=== WORK INSTRUCTION A ===
Using the text on plant transport, explain why pure water has the highest water potential.
=== WORK INSTRUCTION B ===
In the text on plant transport, rewrite the part that begins with "Answer: Carrier proteins" and ends after "or are saturated.", changing "membrane proteins" to "transport proteins".
=== WORK INSTRUCTION C ===
According to the text on plant transport, when does the rate of transport reach its maximum?

Question 1: What are the factors affecting the rate of diffusion?
Answer: Factors affecting diffusion are; Concentration gradient, Permeability of membrane; separating the substance, Temperature and Pressure.
Question 2: What are porins? What role do they play in diffusion?
Answer: Carrier proteins form porin channels in the outer membranes of plastids, mitochondria and some bacteria. The porin channels allow the molecules up to the size of small proteins to pass through molecule bound to the transport protein and thus allow facilitated diffusion.
Question 3: Describe the role played by protein pumps during active transport in plants.
Answer: Energy pumps are used against a concentrations gradient; in case of active transport. Active transport is carried out by membrane proteins. Pumps are proteins which use energy to carry substances across the cell membrane. The rate of transport reaches the maximum when all the protein transporters are being used or are saturated.
Question 4: Explain why pure water has the maximum water potential.
Answer: Water molecules possess kinetic energy. A system with higher concentration of water has a higher kinetic energy or water potential (Ψw). Hence, pure water has the highest water potential.
Question 5: Differentiate between the following:
(a)Diffusion and Osmosis
Answer: Osmosis is a type of diffusion. When diffusion happens across a semi-permeable membrane, it is called osmosis. Semi-permeable membrane is not necessary in all cases of diffusion.
(b)Transpiration and Evaporation
Answer: Evaporative loss of water from plants is called transpiration, while conversion of water into vapour at any temperature is called evaporation.
(c) Osmotic Pressure and Osmotic Potential
Answer: The pressure which needs to be applied to prevent the inward flow of water across a semi-permeable membrane. In other words, the minimum pressure needed to negate the osmosis is called osmotic pressure. On the other hand, the ability of a solution to suck in water from across a semi-permeable membrane is called osmotic potential.

=== ENTRIES PROVIDED ===

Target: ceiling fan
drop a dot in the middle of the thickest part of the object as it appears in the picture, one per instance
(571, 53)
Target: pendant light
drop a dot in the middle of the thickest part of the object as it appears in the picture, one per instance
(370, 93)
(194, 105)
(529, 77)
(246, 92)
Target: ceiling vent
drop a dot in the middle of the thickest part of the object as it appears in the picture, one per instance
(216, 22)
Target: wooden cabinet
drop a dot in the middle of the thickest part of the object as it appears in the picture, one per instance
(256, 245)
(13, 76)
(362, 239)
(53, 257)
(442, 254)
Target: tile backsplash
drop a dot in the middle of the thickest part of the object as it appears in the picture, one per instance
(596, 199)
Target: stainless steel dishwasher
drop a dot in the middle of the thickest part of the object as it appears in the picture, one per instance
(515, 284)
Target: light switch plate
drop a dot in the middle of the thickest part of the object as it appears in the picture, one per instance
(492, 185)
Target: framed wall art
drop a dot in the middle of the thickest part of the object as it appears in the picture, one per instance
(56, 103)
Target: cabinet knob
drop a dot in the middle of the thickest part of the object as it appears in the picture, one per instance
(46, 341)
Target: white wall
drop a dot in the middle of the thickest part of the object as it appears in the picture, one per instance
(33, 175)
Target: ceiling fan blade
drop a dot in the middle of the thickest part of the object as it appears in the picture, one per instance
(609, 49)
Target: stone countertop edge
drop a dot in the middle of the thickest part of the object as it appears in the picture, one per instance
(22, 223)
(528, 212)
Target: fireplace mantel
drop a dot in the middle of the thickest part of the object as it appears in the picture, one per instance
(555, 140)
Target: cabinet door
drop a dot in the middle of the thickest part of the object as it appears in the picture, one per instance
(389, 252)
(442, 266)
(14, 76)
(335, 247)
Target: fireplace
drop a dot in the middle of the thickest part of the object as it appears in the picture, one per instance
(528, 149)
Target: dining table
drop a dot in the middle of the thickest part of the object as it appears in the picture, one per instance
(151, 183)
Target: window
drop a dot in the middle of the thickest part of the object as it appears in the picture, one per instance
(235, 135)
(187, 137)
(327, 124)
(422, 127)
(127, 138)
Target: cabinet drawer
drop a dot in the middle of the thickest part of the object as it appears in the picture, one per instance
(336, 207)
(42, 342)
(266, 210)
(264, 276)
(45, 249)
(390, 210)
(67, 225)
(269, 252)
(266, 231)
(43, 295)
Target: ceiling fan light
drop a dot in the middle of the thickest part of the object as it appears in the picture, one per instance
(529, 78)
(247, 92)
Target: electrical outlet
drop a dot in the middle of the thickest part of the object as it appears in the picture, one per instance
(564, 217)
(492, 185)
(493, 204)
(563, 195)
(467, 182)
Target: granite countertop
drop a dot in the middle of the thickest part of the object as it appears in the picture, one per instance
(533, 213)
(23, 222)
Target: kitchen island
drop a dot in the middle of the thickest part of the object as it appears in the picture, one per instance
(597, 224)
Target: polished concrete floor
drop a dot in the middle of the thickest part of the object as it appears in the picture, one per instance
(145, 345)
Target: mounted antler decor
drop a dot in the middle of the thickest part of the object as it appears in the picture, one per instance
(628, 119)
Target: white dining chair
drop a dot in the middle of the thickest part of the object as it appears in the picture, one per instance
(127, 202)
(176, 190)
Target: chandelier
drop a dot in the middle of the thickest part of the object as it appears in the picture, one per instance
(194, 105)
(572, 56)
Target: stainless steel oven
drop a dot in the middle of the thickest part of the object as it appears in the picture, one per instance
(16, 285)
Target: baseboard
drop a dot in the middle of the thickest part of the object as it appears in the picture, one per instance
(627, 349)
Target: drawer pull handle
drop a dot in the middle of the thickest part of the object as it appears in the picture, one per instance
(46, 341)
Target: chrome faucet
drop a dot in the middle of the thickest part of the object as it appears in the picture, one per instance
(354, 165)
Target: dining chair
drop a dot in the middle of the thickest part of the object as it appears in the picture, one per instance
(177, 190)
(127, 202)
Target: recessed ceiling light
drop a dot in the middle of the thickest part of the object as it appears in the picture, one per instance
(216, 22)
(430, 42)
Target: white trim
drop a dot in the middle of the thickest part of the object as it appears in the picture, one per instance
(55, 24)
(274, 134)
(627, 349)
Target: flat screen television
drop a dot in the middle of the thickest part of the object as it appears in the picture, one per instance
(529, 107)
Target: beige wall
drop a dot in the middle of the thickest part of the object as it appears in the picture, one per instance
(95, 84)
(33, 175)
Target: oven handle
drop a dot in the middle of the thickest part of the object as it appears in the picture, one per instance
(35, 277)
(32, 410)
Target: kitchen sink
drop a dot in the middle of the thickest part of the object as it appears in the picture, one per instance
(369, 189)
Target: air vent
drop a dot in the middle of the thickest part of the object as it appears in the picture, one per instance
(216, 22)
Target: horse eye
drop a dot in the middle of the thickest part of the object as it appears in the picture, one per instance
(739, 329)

=== YOUR SOLUTION A ===
Water molecules have kinetic energy, and a system with a higher concentration of water has higher kinetic energy, or water potential. Pure water has the highest concentration of water, so it has the highest water potential.

=== YOUR SOLUTION B ===
Answer: Carrier proteins form porin channels in the outer membranes of plastids, mitochondria and some bacteria. The porin channels allow the molecules up to the size of small proteins to pass through molecule bound to the transport protein and thus allow facilitated diffusion.
Question 3: Describe the role played by protein pumps during active transport in plants.
Answer: Energy pumps are used against a concentrations gradient; in case of active transport. Active transport is carried out by transport proteins. Pumps are proteins which use energy to carry substances across the cell membrane. The rate of transport reaches the maximum when all the protein transporters are being used or are saturated.

=== YOUR SOLUTION C ===
When all the protein transporters are being used or are saturated.